[Dataset entries]
----------

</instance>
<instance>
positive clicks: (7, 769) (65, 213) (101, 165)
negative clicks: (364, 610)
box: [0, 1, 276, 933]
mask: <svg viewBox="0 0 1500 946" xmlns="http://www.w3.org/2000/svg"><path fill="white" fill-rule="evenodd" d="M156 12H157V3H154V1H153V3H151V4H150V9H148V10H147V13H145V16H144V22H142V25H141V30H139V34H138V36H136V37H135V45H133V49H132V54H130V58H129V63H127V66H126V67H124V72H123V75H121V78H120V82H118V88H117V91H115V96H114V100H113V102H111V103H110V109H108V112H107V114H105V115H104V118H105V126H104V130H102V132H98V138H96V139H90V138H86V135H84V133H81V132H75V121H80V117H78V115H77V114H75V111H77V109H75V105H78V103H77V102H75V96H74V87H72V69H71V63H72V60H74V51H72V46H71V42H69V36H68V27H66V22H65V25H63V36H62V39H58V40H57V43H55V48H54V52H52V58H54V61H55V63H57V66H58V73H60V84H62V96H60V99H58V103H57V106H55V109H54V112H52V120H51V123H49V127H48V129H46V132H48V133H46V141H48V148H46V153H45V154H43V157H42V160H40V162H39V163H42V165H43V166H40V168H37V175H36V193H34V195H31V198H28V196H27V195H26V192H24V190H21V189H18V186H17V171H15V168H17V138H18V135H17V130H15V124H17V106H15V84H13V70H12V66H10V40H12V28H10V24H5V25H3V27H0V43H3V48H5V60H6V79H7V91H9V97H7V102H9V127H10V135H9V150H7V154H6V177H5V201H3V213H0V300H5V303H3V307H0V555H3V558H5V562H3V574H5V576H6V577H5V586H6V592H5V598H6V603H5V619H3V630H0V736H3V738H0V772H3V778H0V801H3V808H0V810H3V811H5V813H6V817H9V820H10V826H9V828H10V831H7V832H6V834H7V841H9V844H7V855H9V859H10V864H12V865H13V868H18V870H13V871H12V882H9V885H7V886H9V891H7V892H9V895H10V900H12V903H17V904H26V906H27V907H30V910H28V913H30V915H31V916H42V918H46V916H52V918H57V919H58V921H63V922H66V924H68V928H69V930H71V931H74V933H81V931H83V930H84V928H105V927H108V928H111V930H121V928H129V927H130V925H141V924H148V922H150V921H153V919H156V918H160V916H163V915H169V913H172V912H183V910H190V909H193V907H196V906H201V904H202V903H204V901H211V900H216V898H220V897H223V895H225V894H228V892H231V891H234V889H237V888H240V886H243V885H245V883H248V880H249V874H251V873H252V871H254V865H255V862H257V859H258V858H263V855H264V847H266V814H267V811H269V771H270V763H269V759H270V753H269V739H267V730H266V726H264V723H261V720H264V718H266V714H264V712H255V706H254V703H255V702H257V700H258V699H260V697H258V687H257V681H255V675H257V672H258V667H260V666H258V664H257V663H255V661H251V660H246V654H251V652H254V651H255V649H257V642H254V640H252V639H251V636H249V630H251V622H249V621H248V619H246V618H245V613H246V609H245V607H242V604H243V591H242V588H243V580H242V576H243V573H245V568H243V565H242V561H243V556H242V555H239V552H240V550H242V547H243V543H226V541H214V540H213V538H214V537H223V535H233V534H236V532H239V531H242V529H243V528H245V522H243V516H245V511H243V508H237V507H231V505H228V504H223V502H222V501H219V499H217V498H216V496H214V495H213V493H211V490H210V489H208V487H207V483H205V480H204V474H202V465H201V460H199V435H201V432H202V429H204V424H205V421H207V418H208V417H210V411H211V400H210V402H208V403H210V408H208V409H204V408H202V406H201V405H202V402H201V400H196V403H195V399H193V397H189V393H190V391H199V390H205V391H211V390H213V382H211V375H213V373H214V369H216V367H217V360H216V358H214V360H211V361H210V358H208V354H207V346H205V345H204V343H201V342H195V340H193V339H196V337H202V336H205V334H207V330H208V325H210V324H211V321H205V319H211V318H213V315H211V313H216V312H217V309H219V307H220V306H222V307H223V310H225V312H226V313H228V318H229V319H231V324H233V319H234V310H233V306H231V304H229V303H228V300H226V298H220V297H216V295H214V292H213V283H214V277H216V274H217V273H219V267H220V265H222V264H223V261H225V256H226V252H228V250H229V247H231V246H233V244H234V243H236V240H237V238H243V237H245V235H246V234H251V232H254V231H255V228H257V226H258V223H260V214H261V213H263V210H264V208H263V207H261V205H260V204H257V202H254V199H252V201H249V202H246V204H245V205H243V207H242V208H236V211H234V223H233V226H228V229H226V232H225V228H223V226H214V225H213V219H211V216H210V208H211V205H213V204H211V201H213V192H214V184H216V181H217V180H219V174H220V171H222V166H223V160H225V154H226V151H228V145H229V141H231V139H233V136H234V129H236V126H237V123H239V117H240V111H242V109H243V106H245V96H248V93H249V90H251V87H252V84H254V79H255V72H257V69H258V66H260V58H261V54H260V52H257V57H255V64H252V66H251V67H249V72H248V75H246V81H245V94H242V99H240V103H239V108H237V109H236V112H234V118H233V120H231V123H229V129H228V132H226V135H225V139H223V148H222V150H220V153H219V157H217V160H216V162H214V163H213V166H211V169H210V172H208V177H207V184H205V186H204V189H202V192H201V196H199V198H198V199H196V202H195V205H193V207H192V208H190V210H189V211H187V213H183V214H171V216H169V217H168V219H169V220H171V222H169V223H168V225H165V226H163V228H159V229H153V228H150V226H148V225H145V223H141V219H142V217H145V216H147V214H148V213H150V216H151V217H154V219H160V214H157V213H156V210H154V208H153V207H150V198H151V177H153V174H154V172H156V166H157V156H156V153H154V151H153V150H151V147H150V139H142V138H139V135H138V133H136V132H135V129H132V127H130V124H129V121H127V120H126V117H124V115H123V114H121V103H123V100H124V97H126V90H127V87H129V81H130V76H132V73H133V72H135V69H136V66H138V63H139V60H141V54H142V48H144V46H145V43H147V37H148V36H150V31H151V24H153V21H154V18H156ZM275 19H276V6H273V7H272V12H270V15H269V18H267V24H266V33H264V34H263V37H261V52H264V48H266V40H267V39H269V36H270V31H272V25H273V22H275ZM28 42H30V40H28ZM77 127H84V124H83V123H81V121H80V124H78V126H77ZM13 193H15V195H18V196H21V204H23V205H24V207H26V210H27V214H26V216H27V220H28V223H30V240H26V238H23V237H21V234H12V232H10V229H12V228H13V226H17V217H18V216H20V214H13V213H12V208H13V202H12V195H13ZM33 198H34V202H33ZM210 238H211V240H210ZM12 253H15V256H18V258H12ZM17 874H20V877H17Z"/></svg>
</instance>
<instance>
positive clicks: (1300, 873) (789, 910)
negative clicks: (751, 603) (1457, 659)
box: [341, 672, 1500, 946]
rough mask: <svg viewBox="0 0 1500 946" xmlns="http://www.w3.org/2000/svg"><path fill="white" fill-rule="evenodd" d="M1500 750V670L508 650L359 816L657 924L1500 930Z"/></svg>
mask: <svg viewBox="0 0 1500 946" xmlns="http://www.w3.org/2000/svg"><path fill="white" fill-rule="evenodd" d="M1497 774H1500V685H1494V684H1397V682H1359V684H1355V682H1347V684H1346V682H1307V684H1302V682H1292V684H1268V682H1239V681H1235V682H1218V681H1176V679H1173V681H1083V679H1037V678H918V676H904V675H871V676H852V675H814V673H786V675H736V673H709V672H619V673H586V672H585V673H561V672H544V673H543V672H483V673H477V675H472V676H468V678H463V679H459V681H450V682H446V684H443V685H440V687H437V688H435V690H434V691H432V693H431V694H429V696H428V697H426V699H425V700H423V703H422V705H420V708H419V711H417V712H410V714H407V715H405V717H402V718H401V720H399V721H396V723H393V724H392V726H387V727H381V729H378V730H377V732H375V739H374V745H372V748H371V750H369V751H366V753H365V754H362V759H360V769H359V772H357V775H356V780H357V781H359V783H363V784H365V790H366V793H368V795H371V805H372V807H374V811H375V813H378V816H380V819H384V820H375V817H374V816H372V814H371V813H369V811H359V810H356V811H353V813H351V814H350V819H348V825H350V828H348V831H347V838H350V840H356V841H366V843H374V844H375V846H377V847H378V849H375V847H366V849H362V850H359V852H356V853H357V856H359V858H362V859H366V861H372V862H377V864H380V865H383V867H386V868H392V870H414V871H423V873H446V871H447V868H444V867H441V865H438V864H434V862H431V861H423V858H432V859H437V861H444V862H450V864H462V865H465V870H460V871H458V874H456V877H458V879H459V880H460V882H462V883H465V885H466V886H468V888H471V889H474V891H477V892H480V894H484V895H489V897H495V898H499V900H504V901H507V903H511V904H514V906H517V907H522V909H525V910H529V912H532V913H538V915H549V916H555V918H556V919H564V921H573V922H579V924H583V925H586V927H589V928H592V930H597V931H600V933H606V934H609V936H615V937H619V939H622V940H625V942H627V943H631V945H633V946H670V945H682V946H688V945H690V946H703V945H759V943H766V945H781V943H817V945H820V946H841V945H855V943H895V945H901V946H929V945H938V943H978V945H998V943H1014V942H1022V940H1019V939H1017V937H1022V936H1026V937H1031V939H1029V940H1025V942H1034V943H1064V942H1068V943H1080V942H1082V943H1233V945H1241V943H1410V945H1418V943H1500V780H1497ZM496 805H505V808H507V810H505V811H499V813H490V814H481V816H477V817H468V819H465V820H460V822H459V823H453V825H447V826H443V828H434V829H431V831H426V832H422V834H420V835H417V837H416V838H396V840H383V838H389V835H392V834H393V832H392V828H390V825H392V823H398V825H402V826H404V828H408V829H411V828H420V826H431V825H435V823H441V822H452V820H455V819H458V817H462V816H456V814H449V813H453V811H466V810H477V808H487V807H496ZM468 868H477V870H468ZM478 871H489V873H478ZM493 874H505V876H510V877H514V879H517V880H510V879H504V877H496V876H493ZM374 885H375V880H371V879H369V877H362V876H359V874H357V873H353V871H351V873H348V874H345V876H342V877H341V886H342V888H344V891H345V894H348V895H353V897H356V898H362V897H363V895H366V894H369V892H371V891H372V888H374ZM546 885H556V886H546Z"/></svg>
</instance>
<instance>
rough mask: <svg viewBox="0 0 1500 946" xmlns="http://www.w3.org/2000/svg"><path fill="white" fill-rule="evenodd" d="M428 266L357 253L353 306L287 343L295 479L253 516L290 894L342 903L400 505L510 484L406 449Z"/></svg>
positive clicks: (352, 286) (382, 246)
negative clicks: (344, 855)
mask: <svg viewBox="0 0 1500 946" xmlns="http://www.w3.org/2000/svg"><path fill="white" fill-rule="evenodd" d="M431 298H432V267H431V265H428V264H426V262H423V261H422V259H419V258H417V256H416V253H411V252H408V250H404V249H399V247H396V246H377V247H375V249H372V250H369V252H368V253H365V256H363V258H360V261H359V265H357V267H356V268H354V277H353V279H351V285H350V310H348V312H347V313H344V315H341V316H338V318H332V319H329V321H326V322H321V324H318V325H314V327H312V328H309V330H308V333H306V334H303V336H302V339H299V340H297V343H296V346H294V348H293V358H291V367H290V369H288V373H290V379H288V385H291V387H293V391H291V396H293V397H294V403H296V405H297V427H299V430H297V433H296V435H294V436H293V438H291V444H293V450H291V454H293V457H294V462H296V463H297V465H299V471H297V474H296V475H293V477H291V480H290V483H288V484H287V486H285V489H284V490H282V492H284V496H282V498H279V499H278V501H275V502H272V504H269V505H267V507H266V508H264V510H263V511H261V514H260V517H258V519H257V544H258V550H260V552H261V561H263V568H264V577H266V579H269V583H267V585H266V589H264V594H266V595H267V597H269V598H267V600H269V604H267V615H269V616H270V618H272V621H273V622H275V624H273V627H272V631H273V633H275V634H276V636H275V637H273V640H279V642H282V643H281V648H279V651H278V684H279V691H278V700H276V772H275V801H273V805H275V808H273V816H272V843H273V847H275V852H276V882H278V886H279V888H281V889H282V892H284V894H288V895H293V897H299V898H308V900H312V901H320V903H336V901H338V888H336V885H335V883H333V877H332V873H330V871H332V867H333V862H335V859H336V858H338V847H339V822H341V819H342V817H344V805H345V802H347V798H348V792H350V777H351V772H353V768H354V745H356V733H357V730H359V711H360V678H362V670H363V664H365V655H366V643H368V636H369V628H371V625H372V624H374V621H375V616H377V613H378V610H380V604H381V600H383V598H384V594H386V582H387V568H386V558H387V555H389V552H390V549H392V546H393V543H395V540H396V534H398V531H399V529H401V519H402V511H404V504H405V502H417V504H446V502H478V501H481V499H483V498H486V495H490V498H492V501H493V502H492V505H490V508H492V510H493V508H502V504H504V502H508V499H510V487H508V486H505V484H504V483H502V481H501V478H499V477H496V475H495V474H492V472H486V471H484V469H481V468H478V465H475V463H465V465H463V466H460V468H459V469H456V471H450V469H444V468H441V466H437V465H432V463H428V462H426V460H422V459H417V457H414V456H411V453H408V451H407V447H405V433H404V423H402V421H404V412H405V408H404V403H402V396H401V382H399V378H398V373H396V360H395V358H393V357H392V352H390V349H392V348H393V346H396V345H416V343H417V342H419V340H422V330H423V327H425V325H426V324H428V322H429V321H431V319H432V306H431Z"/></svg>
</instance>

----------

THE TASK: If a line above holds the string "negative", return it as it stands.

RESULT OF THE TASK:
negative clicks: (364, 610)
negative clicks: (751, 603) (1457, 659)
negative clicks: (344, 855)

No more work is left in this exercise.